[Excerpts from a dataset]

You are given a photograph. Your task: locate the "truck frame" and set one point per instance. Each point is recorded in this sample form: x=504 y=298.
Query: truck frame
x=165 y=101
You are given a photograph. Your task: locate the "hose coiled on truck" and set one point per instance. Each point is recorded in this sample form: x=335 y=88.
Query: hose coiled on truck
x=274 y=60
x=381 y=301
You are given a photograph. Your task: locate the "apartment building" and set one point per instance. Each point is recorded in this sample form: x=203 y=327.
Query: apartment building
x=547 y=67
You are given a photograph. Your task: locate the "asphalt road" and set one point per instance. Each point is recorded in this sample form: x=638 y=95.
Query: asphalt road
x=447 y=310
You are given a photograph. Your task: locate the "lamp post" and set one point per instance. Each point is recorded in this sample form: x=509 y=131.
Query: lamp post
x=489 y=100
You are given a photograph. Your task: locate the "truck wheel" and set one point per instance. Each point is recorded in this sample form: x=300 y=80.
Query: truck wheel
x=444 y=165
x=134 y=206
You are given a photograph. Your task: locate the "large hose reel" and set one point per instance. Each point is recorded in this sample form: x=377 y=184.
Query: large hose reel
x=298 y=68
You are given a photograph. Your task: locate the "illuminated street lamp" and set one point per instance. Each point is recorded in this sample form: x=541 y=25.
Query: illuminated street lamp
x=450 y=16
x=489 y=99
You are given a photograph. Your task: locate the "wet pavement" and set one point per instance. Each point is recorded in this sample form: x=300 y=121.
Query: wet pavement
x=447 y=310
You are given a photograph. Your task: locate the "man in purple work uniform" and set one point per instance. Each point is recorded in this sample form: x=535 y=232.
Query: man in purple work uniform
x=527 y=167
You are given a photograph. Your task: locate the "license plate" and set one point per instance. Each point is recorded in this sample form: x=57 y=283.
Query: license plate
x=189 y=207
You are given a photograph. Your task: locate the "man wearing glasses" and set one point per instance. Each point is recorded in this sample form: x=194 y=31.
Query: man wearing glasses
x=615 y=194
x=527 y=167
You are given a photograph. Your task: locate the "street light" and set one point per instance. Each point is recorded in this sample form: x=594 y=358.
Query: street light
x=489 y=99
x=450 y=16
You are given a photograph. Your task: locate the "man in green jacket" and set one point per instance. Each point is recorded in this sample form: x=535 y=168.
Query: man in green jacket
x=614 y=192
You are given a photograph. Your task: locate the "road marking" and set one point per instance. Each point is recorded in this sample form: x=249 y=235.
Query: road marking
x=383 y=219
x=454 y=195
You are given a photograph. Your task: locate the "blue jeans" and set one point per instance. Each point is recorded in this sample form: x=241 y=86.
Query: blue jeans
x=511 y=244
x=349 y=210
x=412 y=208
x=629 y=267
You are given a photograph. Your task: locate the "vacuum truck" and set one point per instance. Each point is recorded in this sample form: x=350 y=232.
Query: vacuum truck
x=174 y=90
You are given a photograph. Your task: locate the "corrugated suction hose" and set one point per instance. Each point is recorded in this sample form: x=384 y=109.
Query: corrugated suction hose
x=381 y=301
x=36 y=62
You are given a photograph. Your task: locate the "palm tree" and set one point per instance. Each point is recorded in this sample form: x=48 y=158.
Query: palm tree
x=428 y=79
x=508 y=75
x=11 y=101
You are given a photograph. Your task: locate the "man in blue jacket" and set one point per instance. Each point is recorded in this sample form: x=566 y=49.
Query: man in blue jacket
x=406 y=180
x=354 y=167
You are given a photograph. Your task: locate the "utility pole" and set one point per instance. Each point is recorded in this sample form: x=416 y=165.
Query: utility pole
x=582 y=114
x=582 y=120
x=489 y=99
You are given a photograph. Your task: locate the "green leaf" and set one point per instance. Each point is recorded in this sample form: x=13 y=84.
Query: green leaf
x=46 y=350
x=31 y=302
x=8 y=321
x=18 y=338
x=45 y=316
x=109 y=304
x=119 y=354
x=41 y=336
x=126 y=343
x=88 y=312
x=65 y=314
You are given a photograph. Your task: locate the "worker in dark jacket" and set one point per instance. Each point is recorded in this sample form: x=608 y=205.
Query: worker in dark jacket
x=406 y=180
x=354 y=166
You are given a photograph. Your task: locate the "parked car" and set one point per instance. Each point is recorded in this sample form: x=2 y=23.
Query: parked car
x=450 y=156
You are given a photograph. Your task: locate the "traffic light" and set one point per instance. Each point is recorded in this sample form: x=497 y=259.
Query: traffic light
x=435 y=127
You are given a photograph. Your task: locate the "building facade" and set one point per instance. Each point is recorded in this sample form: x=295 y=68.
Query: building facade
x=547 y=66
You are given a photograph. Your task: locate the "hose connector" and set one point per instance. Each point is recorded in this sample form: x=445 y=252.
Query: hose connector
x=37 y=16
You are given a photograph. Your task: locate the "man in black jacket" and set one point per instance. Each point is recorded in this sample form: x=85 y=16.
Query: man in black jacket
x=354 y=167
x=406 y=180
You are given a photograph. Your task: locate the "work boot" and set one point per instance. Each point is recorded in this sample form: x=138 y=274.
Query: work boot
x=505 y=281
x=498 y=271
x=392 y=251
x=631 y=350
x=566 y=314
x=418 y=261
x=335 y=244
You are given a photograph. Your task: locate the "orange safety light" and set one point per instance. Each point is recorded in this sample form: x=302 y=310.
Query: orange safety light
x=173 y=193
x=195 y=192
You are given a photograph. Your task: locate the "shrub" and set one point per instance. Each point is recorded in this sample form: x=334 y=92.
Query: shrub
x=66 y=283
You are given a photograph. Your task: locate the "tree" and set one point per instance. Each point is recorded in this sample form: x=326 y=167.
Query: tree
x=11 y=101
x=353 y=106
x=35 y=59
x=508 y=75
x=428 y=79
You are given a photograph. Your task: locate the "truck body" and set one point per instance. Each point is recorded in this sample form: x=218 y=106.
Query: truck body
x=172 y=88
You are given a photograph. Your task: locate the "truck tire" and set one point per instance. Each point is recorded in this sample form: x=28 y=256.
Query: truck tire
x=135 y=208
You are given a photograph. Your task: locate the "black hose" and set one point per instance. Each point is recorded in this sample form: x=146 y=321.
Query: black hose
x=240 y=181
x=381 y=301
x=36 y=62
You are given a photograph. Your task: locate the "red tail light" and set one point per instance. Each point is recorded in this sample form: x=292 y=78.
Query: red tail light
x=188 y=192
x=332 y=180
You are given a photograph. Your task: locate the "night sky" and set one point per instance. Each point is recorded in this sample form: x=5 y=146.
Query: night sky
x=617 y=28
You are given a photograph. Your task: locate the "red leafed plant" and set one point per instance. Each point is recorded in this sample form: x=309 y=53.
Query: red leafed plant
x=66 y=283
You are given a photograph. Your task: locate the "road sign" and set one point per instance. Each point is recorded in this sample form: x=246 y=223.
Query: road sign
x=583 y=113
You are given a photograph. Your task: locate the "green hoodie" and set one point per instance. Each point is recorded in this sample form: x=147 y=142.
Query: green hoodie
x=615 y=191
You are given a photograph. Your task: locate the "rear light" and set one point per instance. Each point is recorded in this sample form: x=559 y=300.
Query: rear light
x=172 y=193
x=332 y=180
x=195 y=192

...

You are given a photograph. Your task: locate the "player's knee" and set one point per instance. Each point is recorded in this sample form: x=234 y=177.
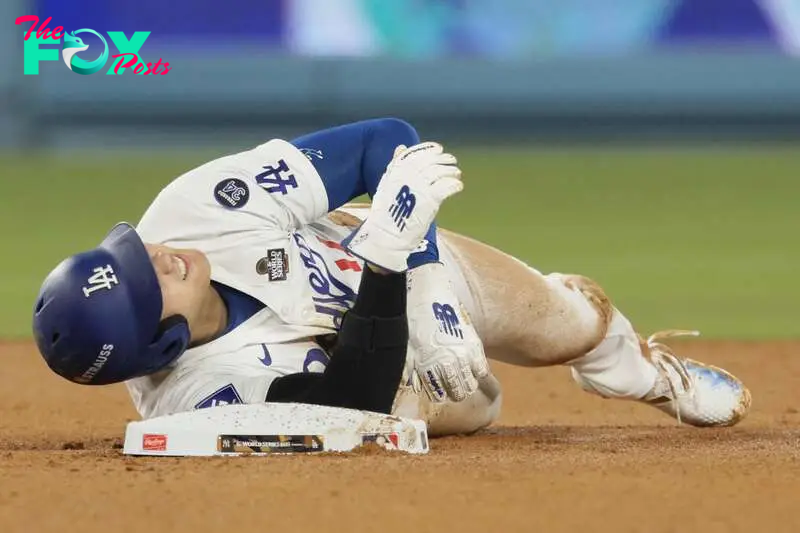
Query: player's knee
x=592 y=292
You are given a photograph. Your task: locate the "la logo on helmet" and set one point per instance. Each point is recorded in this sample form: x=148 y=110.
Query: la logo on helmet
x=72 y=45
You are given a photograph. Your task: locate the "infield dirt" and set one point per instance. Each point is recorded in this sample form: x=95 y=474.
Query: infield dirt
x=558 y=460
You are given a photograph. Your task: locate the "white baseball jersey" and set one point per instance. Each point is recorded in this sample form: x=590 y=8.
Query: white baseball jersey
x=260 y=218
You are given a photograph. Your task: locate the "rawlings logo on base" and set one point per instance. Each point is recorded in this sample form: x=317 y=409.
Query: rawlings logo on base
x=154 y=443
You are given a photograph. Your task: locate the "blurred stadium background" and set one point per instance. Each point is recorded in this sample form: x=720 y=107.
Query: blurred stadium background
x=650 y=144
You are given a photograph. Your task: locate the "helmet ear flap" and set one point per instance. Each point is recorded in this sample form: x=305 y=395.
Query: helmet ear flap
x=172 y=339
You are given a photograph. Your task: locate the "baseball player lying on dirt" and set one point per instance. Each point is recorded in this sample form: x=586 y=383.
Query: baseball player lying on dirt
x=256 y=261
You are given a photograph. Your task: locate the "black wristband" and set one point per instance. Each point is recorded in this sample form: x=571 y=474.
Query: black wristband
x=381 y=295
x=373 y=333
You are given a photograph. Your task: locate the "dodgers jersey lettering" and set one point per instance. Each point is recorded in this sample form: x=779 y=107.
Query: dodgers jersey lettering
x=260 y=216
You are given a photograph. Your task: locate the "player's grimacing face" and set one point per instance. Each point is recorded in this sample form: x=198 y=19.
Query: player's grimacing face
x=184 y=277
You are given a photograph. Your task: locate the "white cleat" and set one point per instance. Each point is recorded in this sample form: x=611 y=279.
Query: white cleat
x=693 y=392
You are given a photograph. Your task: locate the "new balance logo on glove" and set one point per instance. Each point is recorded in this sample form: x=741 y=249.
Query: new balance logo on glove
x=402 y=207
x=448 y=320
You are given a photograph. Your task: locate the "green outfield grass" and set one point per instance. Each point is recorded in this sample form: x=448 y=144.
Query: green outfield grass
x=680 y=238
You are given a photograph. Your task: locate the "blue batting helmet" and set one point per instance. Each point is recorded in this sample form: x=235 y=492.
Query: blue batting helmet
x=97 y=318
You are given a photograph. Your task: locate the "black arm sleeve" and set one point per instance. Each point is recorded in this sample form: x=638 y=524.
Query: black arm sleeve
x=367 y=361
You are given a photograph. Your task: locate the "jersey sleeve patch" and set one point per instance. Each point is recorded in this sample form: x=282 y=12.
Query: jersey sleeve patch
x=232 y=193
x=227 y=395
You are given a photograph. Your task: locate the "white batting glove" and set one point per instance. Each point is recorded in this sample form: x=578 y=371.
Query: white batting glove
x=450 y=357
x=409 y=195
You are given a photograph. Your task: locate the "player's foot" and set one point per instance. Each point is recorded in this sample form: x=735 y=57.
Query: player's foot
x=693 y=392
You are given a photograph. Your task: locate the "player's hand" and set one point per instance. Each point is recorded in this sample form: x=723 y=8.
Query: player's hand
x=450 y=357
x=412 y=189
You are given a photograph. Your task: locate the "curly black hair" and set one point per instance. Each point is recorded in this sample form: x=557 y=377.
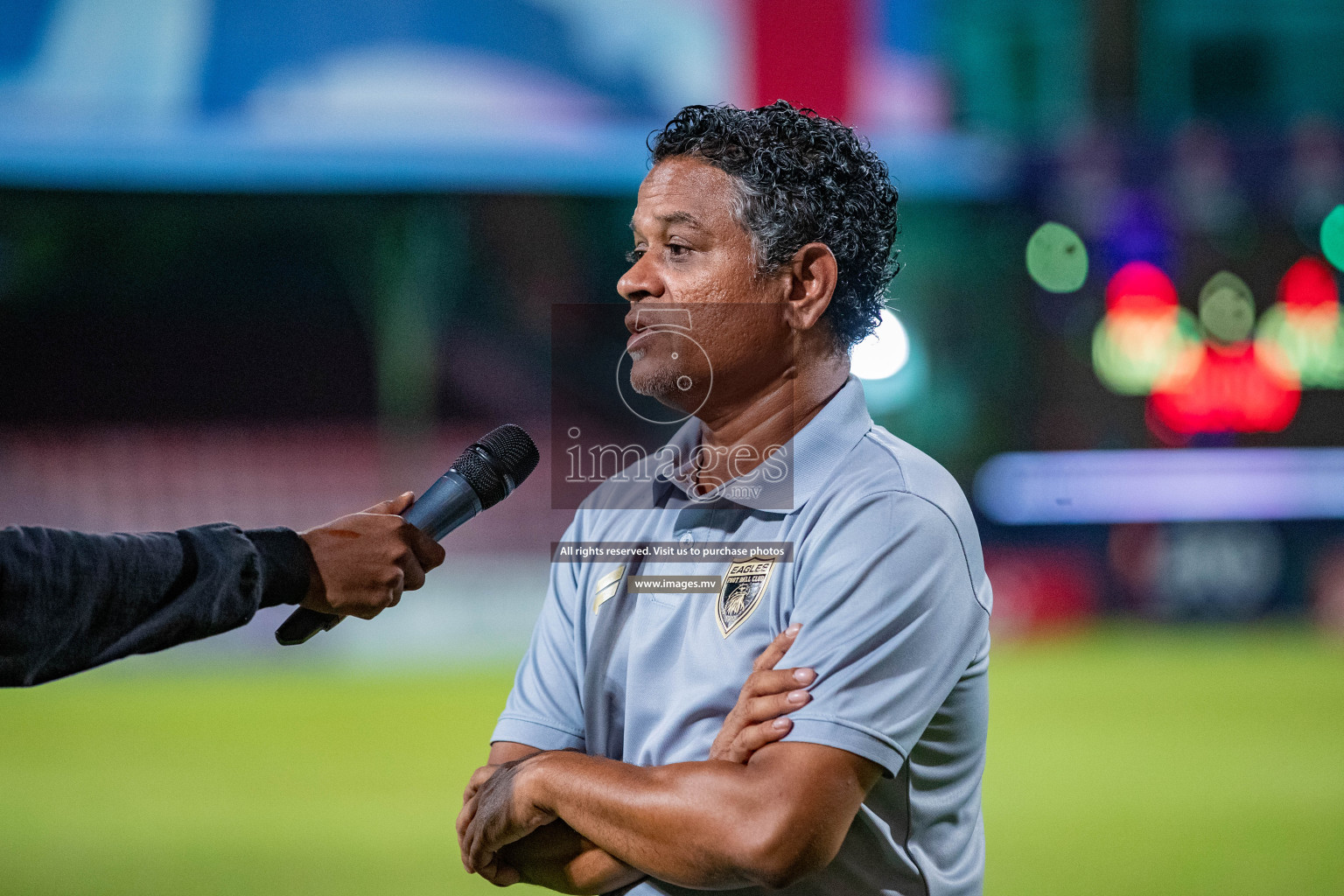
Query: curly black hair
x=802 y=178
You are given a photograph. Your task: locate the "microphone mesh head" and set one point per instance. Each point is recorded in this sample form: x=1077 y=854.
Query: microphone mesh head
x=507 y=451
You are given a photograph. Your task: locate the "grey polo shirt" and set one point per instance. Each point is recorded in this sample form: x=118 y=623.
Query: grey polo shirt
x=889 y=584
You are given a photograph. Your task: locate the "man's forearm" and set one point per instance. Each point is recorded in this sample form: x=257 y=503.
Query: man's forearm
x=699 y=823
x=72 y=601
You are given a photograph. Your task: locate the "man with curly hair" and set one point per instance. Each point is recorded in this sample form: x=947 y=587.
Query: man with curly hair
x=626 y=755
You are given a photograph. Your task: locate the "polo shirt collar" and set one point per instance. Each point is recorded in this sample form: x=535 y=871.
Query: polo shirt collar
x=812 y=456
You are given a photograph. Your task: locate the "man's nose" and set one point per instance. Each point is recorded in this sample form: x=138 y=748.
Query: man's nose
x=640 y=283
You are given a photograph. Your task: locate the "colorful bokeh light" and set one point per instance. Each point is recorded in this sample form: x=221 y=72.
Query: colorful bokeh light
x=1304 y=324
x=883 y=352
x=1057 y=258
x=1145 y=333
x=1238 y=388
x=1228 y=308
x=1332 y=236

▶ _What you need to do_
Copy the entries above exactly, but only from the line holding "form: x=317 y=409." through the line holding "form: x=741 y=249.", both included.

▶ _Answer_
You are given a photograph. Your task: locate the "rawlings logo on base" and set one point per instance. Each point is recorded in this sample form: x=317 y=409.
Query: rawlings logo on base
x=154 y=443
You are given a photograph. Your task: locate the "blurred stadium background" and set one point per instance. Each point is recorded in this sample form: x=720 y=107.
Query: blurred stadium background
x=650 y=144
You are given a photograph. Your task: locate the "helmet ear flap" and set one point per instance. Each point is recorded in this sample form: x=305 y=395.
Query: helmet ear flap
x=172 y=339
You are given a photograph. Your task: locate the "baseball player lying on dirt" and set one point per instance. Each point is recorded in this sample form: x=586 y=383.
Query: baseball player lying on dirt
x=256 y=261
You are given a photograph. Your task: locate the "black wristband" and set one point per instance. Each point is recorded in this sample form: x=571 y=474.
Query: black wristband
x=381 y=295
x=373 y=333
You are given a photograph. Your task: locate the "dodgers jersey lettering" and set one point per instance. Each point is recorded in this sample form: x=779 y=107.
Query: dodgers jersey lettering
x=260 y=216
You are given a photograph. Your task: locate the "player's grimacing face" and set one point per instance. Each point is recorded in this sample form: x=198 y=19.
Query: player's grimacing face
x=184 y=277
You are given a photograph. Your task: locate the "white cleat" and set one point per instance. Each point is recorded in this sample form: x=611 y=279.
Query: white cleat
x=693 y=392
You are given a photograph. Your task: locate the "new balance logo on glove" and set one point per instance. Each point is recorded in this sample form: x=741 y=249.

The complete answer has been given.